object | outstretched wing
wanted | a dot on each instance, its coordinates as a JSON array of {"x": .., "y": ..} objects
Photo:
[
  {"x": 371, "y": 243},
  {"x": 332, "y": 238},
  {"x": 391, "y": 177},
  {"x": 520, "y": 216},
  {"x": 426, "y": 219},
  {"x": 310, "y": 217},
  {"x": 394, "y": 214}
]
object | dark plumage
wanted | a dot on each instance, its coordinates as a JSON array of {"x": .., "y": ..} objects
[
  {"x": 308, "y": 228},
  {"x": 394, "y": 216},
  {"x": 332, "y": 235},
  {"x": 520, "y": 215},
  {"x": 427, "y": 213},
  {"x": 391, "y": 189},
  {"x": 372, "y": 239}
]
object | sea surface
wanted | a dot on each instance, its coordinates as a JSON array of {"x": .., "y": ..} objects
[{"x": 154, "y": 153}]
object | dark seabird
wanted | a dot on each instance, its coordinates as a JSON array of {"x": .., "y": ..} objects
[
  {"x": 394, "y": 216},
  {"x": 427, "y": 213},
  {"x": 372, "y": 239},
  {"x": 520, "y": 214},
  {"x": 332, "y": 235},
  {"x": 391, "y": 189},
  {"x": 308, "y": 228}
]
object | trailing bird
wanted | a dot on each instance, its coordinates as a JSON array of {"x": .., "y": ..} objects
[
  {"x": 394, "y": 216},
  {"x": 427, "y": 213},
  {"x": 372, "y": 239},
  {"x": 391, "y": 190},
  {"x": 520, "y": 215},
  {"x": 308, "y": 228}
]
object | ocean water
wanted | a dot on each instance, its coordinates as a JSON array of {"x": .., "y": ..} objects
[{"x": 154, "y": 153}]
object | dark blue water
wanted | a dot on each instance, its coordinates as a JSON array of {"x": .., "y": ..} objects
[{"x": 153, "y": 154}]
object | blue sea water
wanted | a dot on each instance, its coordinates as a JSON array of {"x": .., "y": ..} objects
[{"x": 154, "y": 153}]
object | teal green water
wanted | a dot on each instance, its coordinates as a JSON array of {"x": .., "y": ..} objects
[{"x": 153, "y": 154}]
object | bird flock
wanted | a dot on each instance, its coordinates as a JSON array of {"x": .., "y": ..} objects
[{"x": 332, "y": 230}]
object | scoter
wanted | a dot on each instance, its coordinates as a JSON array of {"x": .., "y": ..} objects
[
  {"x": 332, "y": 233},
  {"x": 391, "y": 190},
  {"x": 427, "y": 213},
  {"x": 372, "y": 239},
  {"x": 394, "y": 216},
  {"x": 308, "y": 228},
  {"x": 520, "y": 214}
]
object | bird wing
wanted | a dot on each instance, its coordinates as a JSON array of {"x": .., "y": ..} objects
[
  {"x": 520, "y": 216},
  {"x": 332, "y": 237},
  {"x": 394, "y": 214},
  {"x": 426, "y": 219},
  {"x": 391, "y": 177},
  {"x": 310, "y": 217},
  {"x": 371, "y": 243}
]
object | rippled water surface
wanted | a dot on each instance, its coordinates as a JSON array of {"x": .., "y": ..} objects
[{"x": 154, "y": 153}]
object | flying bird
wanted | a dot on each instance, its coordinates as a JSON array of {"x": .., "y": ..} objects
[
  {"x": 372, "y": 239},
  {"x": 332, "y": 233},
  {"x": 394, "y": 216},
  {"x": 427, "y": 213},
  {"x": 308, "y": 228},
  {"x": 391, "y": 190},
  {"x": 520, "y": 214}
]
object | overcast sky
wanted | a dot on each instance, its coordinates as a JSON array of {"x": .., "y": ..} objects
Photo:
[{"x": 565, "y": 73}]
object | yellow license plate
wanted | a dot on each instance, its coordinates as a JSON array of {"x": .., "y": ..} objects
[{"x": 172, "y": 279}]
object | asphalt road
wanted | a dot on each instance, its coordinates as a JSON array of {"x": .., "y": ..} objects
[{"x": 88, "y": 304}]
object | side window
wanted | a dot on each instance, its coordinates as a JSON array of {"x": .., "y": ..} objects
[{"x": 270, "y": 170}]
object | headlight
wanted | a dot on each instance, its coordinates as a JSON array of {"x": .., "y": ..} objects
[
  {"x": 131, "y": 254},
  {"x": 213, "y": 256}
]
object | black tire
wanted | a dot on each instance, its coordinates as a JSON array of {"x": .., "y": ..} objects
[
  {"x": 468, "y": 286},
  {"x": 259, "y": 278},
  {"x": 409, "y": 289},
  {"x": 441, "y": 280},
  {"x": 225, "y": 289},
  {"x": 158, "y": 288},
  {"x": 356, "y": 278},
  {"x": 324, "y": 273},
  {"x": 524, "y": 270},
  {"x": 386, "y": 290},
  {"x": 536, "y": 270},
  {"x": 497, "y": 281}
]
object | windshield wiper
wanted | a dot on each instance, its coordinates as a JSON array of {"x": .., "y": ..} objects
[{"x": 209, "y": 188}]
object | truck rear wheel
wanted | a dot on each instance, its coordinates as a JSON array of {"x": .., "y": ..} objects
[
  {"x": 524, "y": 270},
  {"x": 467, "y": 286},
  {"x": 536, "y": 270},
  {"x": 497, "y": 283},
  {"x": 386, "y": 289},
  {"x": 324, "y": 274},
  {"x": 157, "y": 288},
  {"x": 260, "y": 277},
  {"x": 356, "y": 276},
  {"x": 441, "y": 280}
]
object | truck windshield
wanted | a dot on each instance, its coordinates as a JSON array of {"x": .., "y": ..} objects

--

When you answer, retype all of the material exactly as it appears above.

→ **SOLUTION TO THE EXERCISE**:
object | outstretched wing
wanted | a dot on each instance, its coordinates as a JSON array of {"x": .., "y": ..} objects
Photo:
[
  {"x": 371, "y": 243},
  {"x": 332, "y": 238},
  {"x": 391, "y": 177},
  {"x": 520, "y": 216},
  {"x": 426, "y": 219},
  {"x": 310, "y": 217},
  {"x": 394, "y": 214}
]
object | dark plumage
wanted | a dot on each instance, its coordinates as a JSON array of {"x": .., "y": ..} objects
[
  {"x": 308, "y": 228},
  {"x": 394, "y": 216},
  {"x": 332, "y": 235},
  {"x": 520, "y": 215},
  {"x": 427, "y": 213},
  {"x": 391, "y": 189},
  {"x": 372, "y": 239}
]
object | sea surface
wanted | a dot on each instance, its coordinates as a JSON array of {"x": .., "y": ..} objects
[{"x": 154, "y": 153}]
object | dark seabird
wanted | a dot on each instance, its coordinates as a JSON array of {"x": .., "y": ..} objects
[
  {"x": 394, "y": 216},
  {"x": 427, "y": 213},
  {"x": 372, "y": 239},
  {"x": 520, "y": 214},
  {"x": 332, "y": 235},
  {"x": 391, "y": 189},
  {"x": 308, "y": 228}
]
object | trailing bird
wanted | a dot on each instance, its coordinates as a JSON array of {"x": .., "y": ..} objects
[
  {"x": 394, "y": 216},
  {"x": 427, "y": 213},
  {"x": 372, "y": 239},
  {"x": 391, "y": 190},
  {"x": 520, "y": 215},
  {"x": 308, "y": 228}
]
object | ocean water
wanted | a dot on each instance, its coordinates as a JSON array of {"x": .., "y": ..} objects
[{"x": 154, "y": 153}]
object | dark blue water
wanted | a dot on each instance, its coordinates as a JSON array of {"x": .., "y": ..} objects
[{"x": 153, "y": 154}]
object | blue sea water
wanted | a dot on each instance, its coordinates as a JSON array of {"x": .., "y": ..} objects
[{"x": 154, "y": 153}]
object | teal green water
wanted | a dot on each instance, its coordinates as a JSON array of {"x": .., "y": ..} objects
[{"x": 153, "y": 154}]
object | bird flock
wanted | a dot on each instance, its coordinates as a JSON array of {"x": .., "y": ..} objects
[{"x": 332, "y": 230}]
object | scoter
wanted | a dot on each instance, its coordinates as a JSON array of {"x": .., "y": ..} objects
[
  {"x": 332, "y": 233},
  {"x": 391, "y": 190},
  {"x": 427, "y": 213},
  {"x": 372, "y": 239},
  {"x": 394, "y": 216},
  {"x": 308, "y": 228},
  {"x": 520, "y": 214}
]
object | bird wing
wanted | a dot on each instance, its coordinates as a JSON array of {"x": .., "y": ..} objects
[
  {"x": 520, "y": 216},
  {"x": 332, "y": 237},
  {"x": 394, "y": 214},
  {"x": 426, "y": 219},
  {"x": 391, "y": 177},
  {"x": 310, "y": 217},
  {"x": 371, "y": 243}
]
object | rippled water surface
wanted | a dot on each instance, its coordinates as a JSON array of {"x": .., "y": ..} objects
[{"x": 154, "y": 153}]
object | flying bird
wanted | a dot on each instance, its coordinates as a JSON array of {"x": .., "y": ..} objects
[
  {"x": 372, "y": 239},
  {"x": 332, "y": 233},
  {"x": 394, "y": 216},
  {"x": 427, "y": 213},
  {"x": 308, "y": 228},
  {"x": 391, "y": 190},
  {"x": 520, "y": 214}
]
object | overcast sky
wanted | a dot on each instance, its coordinates as a JSON array of {"x": .., "y": ..} objects
Photo:
[{"x": 565, "y": 73}]
object | yellow license plate
wanted | a dot on each instance, its coordinates as a JSON array of {"x": .., "y": ..} objects
[{"x": 172, "y": 279}]
object | asphalt road
wanted | a dot on each instance, its coordinates as a JSON array of {"x": .., "y": ..} objects
[{"x": 88, "y": 304}]
object | side window
wanted | a dot on each instance, its coordinates as a JSON array of {"x": .., "y": ..} objects
[{"x": 270, "y": 170}]
object | headlight
wanted | a dot on each instance, its coordinates as a JSON array of {"x": .., "y": ..} objects
[
  {"x": 131, "y": 254},
  {"x": 213, "y": 256}
]
object | black tire
wanted | a dot on each instance, its coordinates as a JSON array of {"x": .., "y": ..} objects
[
  {"x": 468, "y": 286},
  {"x": 259, "y": 278},
  {"x": 409, "y": 289},
  {"x": 441, "y": 280},
  {"x": 225, "y": 289},
  {"x": 158, "y": 288},
  {"x": 356, "y": 278},
  {"x": 324, "y": 273},
  {"x": 524, "y": 270},
  {"x": 386, "y": 290},
  {"x": 536, "y": 270},
  {"x": 497, "y": 281}
]
object | windshield wiper
wanted | a dot on each instance, its coordinates as a JSON array of {"x": .., "y": ..} objects
[{"x": 209, "y": 188}]
object | truck rear wheel
wanted | a dot on each instance, its coordinates as a JSON array of {"x": .., "y": ..} objects
[
  {"x": 524, "y": 270},
  {"x": 467, "y": 286},
  {"x": 536, "y": 270},
  {"x": 497, "y": 283},
  {"x": 386, "y": 289},
  {"x": 324, "y": 274},
  {"x": 157, "y": 288},
  {"x": 260, "y": 277},
  {"x": 356, "y": 276},
  {"x": 441, "y": 280}
]
object | truck windshield
wanted | a dot on each instance, its coordinates as a JSON array of {"x": .., "y": ..} objects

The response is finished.